Apply what you read:
- 1) Translate the sentence "As others pointed out this problem isn't special." from the cipher forum thread below into Spanish.
- 2) Write the next part of the cipher forum thread below, picking up after its final comment.

Exercise text below:

Return *ONLY* this JSON (no prose, no extra keys, no code fences):

{ "decoded_prefix": "<first 40 characters of the decoded plaintext>", "last_10": "<last 10 characters of the decoded plaintext>", "vowel_counts": {"a": <int>, "e": <int>, "i": <int>, "o": <int>, "u": <int>} }

Inputs use only lowercase a–z.

mapping = { "a":"c","b":"j","c":"b","d":"y","e":"w","f":"f","g":"l","h":"u","i":"m","j":"g", "k":"x","l":"i","m":"o","n":"n","o":"h","p":"a","q":"d","r":"t","s":"r","t":"v", "u":"p","v":"s","w":"z","x":"k","y":"q","z":"e" }

ciphertext = "nykwnowotyttbqqylrzssyqcmarwwimkiodwgafzbfippmndzteqxkrqzzophqmqzlvgywgqyazoonieqonoqdnewwctbsbighrbmzltvlaudfolmznbzcmoafzbeopbzxbygxrjhmzcofdissvrlyeypibzzixsjwebhwdjatcjrzutcmyqstbutcxhtpjqskpojhdyvgofqzmlwyxfmojxsxmb"

DO NOT USE ANY CODE EXECUTION TOOLS AT ALL. THAT IS CHEATING.

vbarrielle 5 days ago | parent | next [-]

It's cute that you think your high-school level cypher is probably not seen in the training set of one of the biggest LLMs in the world. Surely no one could have thought of such a cypher, let alone create exercises around it!

No one should ever make claims such as "X is not in <LLM>'s training set". You don't know. Even if your idea is indeed original, nothing prevents someone from having though of it before, and published it. The history of science is full of simultaneous discoveries, and we're talking cutting-edge research.

ripped_britches 3 days ago | parent [-]

The point is not that the cypher is hard, the point is that the randomish string it needs to answer the question can’t possibly be computed just from correlations from the training data. Rather, it learned an emergent, generalizable skill that it used to solve it.

skate 4 days ago | parent | prev | next [-]

As others pointed out this problem isn't special.

Grok 4 heavy Thought for 4m 17s

{"decoded_prefix": "nqxznhzhvqvvjddqiterrqdboctzzmoxmhyzlcfe", "last_10": "kfohgkrkoj", "vowel_counts": {"a": 7, "e": 18, "i": 7, "o": 12, "u": 6}}

it did count another e, but that's a known point of failure for LLMs which i assume you put in intentionally.

>Counting e's shows at least 10 more, so total e's are <at least> 17.

ripped_britches 3 days ago | parent [-]

I guess GPT-5 with thinking is still a bit ahead of grok. I wonder what the secret sauce is.

3 days ago | parent [-]
[deleted]
philipwhiuk 4 days ago | parent | prev | next [-]

This is just Caesar cipher with extra steps.

ripped_britches 3 days ago | parent [-]

The point is not that the cypher is unique, it’s that the string is unique

incr_me 5 days ago | parent | prev | next [-]

That's exactly the sort of thing a "stochastic parrot" would excel at. This could easily serve as a textbook example of the attention mechanism.

End of Exercise text.
Dataset entries below:

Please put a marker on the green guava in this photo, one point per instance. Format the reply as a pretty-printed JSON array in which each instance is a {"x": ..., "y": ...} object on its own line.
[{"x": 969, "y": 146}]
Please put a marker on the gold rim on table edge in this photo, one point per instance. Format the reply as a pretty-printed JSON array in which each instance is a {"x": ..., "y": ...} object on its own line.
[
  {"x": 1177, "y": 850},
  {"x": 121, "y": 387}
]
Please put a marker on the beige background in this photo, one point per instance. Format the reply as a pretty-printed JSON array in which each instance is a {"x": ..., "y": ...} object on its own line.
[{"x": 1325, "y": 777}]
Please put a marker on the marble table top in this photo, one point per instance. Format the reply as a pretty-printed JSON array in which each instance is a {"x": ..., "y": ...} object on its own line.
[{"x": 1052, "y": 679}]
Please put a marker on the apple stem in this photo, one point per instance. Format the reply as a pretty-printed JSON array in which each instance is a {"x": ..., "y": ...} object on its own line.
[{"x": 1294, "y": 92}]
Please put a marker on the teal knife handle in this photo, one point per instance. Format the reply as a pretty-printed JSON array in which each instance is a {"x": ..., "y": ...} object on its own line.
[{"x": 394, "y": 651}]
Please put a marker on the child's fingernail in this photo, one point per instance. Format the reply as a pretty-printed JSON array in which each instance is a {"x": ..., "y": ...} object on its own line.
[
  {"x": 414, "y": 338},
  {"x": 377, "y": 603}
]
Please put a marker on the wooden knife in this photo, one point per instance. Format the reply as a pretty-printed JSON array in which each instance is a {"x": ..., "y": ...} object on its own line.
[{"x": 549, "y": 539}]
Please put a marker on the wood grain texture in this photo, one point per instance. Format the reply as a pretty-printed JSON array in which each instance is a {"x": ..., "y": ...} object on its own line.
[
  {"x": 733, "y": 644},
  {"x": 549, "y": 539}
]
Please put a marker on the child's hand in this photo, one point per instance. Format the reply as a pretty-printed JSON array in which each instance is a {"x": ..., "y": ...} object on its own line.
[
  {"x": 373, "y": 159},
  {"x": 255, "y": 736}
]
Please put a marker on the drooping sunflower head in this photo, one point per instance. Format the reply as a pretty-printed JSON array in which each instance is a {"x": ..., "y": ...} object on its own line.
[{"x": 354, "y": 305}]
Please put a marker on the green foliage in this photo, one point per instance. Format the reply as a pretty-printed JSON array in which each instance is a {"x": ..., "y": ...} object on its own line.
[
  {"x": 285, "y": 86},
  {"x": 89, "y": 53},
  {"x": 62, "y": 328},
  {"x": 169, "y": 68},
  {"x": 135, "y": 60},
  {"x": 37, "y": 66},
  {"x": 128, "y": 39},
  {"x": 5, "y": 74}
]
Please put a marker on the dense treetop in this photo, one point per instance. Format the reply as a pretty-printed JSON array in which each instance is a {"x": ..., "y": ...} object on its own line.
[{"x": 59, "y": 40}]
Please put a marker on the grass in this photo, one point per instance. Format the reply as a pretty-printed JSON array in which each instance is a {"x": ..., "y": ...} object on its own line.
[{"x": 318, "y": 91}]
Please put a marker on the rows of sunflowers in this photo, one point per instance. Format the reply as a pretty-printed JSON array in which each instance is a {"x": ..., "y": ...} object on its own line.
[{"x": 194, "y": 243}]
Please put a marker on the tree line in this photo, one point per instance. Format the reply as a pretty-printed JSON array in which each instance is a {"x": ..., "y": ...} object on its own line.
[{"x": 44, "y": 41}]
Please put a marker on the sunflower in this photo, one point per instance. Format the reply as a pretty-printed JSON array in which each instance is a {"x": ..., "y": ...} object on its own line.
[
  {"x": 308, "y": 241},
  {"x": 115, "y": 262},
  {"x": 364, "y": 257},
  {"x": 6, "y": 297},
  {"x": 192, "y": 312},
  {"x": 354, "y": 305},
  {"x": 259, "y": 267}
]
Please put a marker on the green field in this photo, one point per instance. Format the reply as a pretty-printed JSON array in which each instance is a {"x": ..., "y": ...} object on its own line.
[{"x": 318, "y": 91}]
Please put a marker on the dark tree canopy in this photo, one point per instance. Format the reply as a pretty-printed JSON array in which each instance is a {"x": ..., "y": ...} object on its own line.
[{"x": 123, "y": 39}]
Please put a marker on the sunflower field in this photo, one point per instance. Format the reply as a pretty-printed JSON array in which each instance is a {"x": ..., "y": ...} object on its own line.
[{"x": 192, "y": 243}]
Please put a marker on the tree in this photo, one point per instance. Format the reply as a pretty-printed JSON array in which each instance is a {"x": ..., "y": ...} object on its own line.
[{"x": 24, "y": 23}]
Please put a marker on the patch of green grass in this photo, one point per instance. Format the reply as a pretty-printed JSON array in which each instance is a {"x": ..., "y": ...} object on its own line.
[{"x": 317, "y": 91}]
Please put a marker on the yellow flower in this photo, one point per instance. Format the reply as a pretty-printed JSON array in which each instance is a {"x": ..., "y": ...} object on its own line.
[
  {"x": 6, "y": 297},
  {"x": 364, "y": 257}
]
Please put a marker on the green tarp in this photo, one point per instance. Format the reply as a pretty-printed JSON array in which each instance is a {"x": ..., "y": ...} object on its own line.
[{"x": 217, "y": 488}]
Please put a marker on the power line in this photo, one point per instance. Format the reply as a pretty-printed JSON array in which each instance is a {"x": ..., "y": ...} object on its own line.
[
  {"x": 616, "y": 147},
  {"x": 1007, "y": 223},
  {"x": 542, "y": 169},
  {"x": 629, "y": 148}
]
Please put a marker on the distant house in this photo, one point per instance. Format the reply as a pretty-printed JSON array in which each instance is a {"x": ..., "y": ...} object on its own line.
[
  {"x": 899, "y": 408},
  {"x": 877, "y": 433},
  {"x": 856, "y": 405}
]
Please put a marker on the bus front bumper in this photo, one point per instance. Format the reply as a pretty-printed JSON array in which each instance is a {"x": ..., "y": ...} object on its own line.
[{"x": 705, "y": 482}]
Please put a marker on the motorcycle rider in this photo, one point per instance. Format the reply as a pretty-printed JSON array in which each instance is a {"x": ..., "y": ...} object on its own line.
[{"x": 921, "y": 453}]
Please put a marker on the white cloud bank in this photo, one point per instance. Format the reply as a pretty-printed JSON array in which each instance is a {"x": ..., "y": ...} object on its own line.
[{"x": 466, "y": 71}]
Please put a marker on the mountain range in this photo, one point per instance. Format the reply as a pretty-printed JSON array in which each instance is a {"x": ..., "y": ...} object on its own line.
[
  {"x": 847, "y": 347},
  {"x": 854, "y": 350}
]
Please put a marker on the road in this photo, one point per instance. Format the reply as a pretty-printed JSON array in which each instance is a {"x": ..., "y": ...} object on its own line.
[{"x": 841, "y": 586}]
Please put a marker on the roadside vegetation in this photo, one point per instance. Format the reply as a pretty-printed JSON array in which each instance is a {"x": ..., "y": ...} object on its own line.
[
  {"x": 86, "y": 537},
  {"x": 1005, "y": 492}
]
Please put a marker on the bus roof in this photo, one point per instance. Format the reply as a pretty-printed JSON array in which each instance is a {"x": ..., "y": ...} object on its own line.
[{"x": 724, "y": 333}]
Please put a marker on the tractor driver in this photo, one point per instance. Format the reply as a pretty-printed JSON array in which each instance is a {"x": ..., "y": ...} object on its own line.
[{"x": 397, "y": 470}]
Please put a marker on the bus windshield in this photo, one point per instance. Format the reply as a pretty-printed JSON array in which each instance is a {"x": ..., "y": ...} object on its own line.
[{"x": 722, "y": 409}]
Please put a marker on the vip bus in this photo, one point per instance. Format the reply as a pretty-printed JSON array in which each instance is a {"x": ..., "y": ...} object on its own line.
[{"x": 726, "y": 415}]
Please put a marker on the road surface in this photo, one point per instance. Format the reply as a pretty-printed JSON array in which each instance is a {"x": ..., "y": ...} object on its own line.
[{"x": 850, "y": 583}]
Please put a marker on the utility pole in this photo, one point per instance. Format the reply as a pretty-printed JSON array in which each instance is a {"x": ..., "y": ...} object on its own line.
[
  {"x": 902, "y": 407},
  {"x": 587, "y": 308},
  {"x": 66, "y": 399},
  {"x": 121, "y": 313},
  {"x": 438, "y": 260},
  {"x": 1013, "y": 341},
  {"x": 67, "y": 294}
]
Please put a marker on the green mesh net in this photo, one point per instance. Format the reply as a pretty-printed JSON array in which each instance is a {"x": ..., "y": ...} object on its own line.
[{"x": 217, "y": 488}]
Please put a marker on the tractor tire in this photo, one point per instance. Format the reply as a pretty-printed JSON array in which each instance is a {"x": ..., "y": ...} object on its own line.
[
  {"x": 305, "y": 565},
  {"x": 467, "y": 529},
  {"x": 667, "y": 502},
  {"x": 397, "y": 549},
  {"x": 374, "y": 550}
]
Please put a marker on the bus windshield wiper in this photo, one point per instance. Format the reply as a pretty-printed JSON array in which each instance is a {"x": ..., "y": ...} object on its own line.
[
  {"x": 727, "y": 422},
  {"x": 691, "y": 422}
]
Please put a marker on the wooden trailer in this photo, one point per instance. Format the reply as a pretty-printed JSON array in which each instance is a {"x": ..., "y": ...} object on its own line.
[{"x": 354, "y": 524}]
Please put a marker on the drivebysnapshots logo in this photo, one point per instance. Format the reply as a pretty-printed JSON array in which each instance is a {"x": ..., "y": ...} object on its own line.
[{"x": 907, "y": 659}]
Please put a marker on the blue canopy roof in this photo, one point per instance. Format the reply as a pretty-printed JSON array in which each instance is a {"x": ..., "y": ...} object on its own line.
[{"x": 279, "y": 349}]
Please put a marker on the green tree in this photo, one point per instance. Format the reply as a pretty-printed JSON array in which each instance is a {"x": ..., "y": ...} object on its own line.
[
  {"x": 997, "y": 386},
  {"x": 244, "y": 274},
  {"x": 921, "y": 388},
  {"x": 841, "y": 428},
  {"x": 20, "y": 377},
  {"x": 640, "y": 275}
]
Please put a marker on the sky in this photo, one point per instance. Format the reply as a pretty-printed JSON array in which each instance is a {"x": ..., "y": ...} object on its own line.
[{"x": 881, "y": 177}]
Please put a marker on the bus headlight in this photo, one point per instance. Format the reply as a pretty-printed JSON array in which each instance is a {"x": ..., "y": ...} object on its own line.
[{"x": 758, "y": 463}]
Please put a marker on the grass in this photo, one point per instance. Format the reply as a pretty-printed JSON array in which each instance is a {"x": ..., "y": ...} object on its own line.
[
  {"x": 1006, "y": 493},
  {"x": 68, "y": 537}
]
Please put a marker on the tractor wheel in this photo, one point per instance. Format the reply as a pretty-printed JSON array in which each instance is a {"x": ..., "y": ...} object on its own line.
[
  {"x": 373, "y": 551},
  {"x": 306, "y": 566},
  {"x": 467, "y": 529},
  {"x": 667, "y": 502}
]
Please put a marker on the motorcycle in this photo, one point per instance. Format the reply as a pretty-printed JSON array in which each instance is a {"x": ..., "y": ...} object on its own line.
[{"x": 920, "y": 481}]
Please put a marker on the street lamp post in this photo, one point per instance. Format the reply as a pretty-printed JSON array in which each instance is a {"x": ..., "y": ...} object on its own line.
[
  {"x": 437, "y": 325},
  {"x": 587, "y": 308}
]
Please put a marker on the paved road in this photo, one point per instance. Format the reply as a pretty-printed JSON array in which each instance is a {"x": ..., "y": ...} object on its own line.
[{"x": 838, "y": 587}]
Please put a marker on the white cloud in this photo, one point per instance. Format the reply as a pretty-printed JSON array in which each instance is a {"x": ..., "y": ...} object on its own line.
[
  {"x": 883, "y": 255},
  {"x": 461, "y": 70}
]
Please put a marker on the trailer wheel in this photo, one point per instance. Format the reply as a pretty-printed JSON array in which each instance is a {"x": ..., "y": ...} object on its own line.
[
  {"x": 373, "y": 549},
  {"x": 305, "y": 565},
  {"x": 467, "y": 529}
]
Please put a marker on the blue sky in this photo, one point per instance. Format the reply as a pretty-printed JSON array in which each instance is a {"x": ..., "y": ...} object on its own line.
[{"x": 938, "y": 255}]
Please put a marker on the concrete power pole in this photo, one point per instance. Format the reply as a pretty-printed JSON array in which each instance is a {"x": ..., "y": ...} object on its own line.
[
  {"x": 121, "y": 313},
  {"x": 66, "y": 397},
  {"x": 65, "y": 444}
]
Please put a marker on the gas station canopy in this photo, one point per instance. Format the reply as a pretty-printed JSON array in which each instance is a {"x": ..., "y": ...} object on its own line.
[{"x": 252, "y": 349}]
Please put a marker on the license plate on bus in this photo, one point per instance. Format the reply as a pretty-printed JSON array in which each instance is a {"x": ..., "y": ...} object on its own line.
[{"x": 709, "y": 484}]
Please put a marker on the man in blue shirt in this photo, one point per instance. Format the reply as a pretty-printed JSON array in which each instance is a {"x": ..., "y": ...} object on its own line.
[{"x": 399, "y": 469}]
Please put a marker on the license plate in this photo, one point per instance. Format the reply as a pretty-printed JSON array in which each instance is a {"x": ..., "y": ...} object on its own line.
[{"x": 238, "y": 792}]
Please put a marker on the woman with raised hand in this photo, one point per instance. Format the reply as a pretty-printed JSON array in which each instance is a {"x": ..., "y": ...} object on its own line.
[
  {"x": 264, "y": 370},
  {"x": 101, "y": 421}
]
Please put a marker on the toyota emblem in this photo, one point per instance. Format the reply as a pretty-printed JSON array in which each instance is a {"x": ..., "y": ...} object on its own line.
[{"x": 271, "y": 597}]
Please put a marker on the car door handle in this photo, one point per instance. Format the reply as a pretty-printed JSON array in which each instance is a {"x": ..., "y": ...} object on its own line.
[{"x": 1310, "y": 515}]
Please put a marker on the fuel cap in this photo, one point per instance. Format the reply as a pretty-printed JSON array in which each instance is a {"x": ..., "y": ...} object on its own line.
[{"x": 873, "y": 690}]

End of Dataset entries.

Answers by item number:
- 1) Como otros señalaron, este problema no tiene nada de especial.

- 2)
ripped_britches 3 days ago | parent [-]

How about this alternative challenge: ask it to write a poem in IPA (pronunciation language). I’d be surprised if this has ever been done pre-LLM, yet it excels at weird tasks like this.

You could probably just ask it to come up with 100 tasks to prove it’s not a stochastic parrot.

incr_me 3 days ago | parent [-]

Yeah, I think "stochastic parrot" is a crappy phrase that obscures the mechanics of the LLM. Of course the LLM is capable of producing novel outputs, for some definition of novel. My only position here is that we can take any apparently magical outputs of the thing and, based on an understanding of how LLMs work, understand how they were likely produced. I think that sort of literacy will take us a long way.

skeezyboy 4 days ago | parent | prev [-]

{ "decoded_prefix": "nxcznchvhvvrddqinqtrrqdboctzzimxmhlyflcjfjapponydzwkxdtdehldmodizslzl", "last_10": "sxmb", "vowel_counts": { "a": 10, "e": 6, "i": 13, "o": 13, "u": 6 } }

took about 2 seconds, must have had it cached

ripped_britches 3 days ago | parent [-]

I’m pretty sure caching is only controlled within each customer org but I could be wrong. Either way it seems to be a good result.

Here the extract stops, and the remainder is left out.